[Raw records]
— begin —

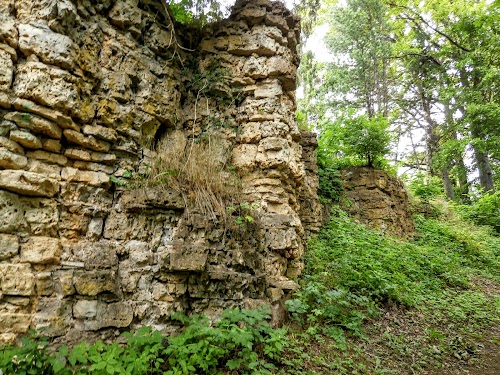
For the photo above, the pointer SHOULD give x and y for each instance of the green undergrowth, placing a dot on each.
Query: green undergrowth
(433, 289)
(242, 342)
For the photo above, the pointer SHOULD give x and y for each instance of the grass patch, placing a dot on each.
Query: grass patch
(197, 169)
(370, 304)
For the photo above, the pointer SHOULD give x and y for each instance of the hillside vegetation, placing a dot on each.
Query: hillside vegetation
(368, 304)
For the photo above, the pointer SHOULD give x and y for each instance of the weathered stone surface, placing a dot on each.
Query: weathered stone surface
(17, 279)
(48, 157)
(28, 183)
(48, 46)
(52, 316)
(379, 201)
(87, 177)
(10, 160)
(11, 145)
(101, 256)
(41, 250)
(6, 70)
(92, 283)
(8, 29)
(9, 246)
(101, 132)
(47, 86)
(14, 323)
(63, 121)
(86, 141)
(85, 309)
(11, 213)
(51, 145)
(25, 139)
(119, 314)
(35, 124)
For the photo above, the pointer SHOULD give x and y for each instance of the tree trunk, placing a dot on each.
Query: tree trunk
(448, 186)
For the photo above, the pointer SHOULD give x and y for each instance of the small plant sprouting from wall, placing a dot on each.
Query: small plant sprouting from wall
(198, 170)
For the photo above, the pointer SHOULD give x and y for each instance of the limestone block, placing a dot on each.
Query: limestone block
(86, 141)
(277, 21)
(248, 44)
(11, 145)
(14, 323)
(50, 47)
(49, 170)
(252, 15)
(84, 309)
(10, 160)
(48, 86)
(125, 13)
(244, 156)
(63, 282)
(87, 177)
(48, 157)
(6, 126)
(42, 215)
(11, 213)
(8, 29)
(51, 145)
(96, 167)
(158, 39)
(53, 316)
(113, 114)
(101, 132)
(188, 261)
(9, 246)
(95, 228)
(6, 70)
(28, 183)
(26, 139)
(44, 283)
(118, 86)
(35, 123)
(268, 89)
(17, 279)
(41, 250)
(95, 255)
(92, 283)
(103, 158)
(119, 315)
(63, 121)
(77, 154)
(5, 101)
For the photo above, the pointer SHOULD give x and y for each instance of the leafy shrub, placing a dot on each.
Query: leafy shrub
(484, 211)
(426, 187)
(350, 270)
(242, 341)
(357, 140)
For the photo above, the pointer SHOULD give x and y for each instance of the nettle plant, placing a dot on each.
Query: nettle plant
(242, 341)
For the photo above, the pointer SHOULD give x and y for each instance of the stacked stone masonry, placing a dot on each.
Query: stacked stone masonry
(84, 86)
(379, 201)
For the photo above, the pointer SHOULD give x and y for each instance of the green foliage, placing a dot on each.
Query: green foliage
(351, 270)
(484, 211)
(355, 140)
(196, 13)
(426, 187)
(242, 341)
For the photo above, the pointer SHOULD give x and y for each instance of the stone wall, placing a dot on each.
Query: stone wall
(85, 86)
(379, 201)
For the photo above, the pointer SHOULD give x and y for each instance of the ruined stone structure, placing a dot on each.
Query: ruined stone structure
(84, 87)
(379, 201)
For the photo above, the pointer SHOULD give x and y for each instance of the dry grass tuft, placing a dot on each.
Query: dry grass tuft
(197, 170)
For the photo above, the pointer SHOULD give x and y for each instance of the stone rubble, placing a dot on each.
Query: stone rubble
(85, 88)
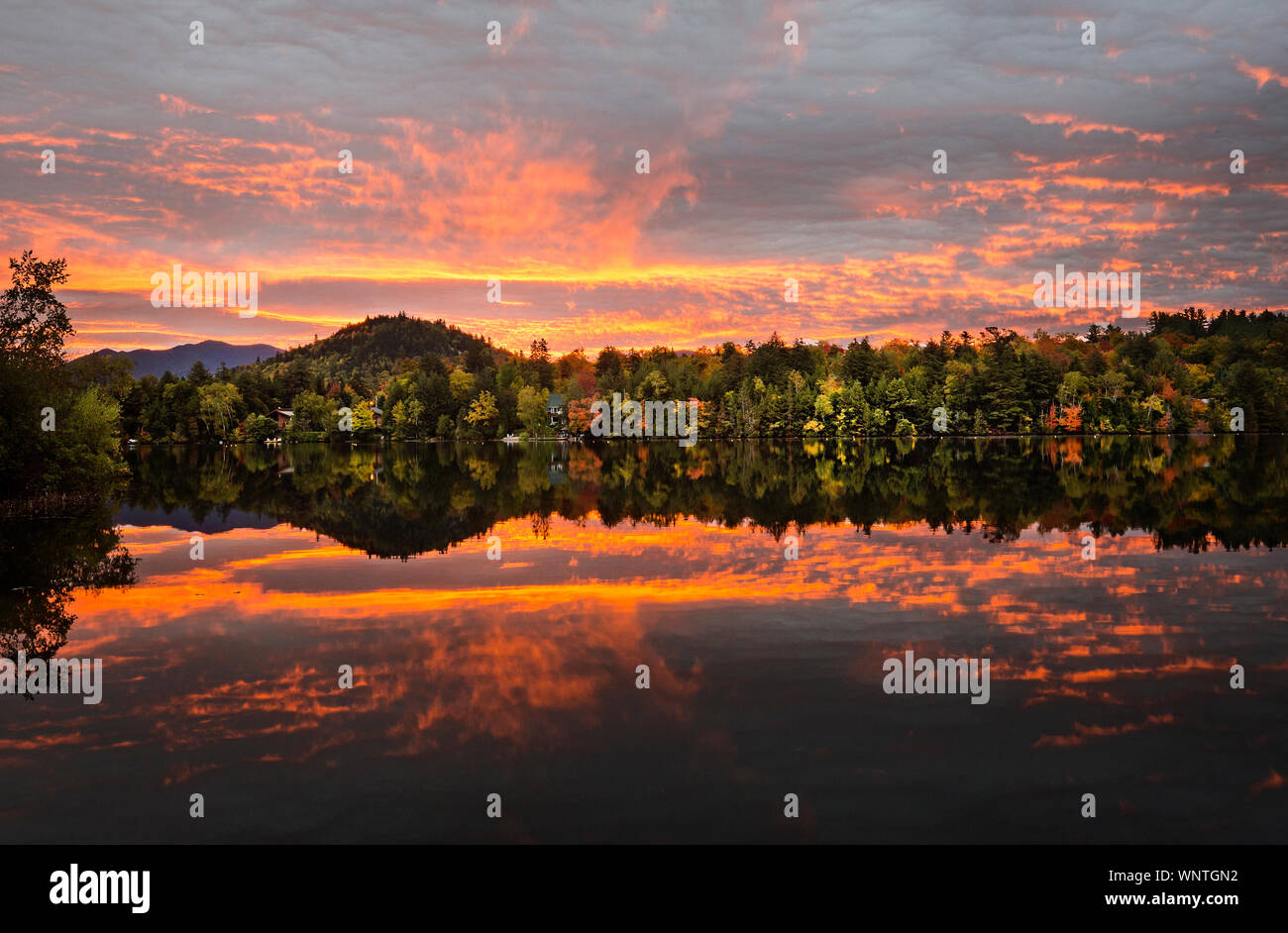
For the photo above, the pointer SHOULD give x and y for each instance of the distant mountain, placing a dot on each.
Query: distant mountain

— end —
— begin —

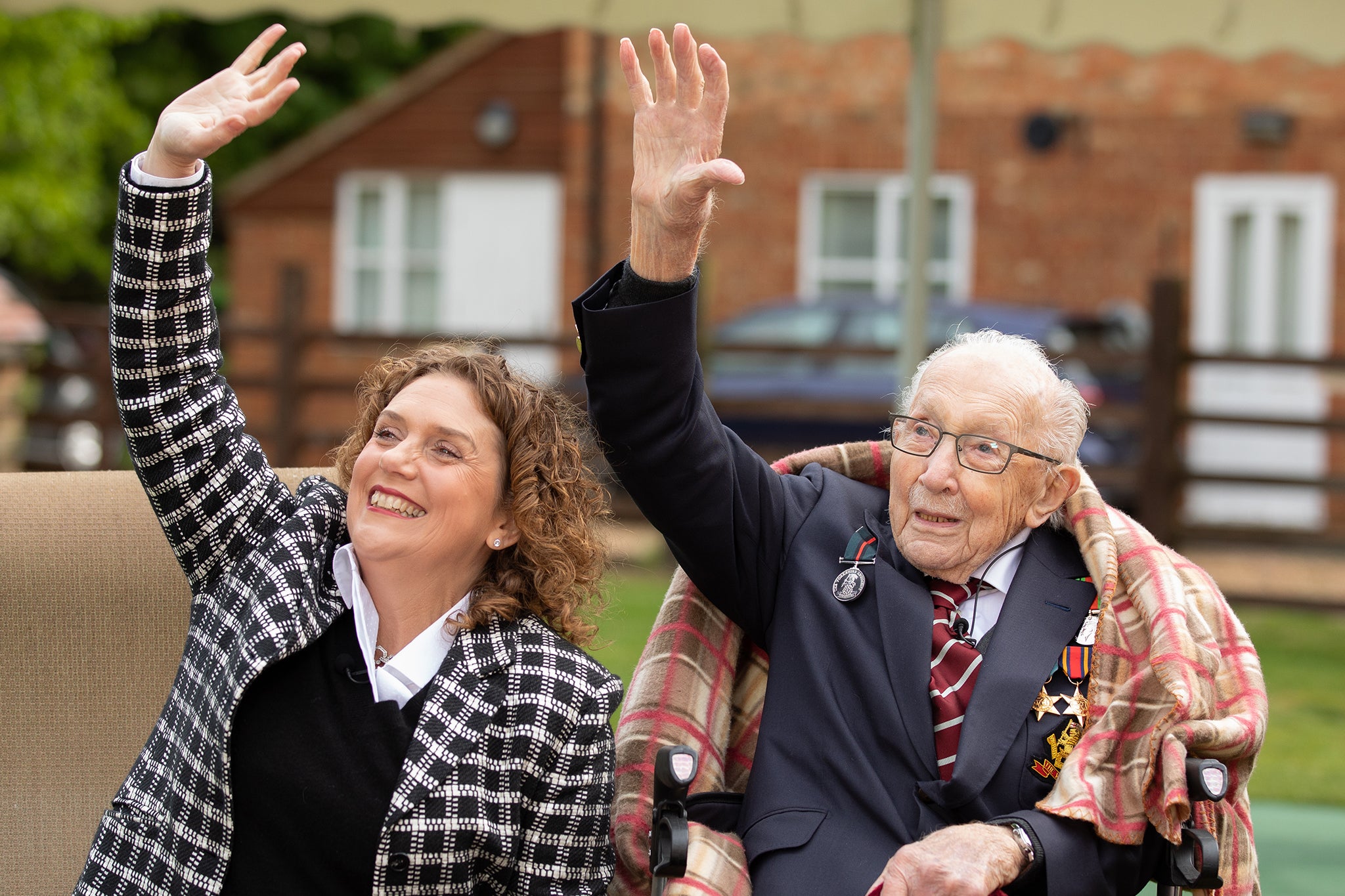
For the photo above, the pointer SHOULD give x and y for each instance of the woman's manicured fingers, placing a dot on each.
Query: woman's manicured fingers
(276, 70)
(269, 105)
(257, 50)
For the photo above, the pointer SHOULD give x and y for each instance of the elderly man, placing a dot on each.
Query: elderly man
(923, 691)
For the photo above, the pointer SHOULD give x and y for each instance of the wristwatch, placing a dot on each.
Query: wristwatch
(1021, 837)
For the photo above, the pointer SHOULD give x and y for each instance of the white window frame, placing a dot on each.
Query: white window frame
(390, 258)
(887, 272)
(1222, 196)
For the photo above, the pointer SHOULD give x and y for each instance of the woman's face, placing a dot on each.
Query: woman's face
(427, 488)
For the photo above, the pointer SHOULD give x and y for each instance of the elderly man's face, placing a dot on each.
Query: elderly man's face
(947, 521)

— end —

Set exercise →
Update the lines from the line with "man, placing a dot on each." up to and including the line with "(1021, 837)" by replacing "pointer" with "marker", leaving everything else unchanged. Return only those lines.

Full answer →
For the photo above, the marker SHOULD give x and y for each instance of the elderly man, placing a dot on each.
Query: elderly man
(923, 691)
For the photo above, the marker SHOULD give x and y for each instance of the wristwatch, placing a dot on each.
Query: wristwatch
(1021, 837)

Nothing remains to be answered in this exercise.